## Task to complete
Would you reproduce each line below exactly, leaving every picture out?

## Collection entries
# # #

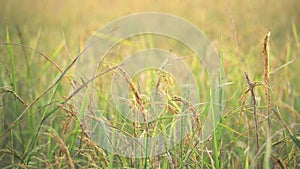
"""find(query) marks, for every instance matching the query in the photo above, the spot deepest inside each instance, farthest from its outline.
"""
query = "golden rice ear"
(265, 55)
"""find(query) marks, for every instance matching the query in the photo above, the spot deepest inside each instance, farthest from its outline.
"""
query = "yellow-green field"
(41, 123)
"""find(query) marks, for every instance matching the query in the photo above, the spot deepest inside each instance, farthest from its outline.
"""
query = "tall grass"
(41, 127)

# # #

## Result
"""find(query) marks, for every instance matching the query in the photo above, the spot deepest inside each instance, farthest from its outline.
"""
query = "golden rice ear"
(265, 55)
"""find(query) marks, for every instance matching the query in the photo above, the spot deepest inside each instance, farthest from its outline.
"""
query = "yellow-green field"
(41, 123)
"""find(query) marks, for every instance matching the query in the photo above, the spot deepest inside each instance, farthest from its outline.
"""
query = "tall grass"
(41, 127)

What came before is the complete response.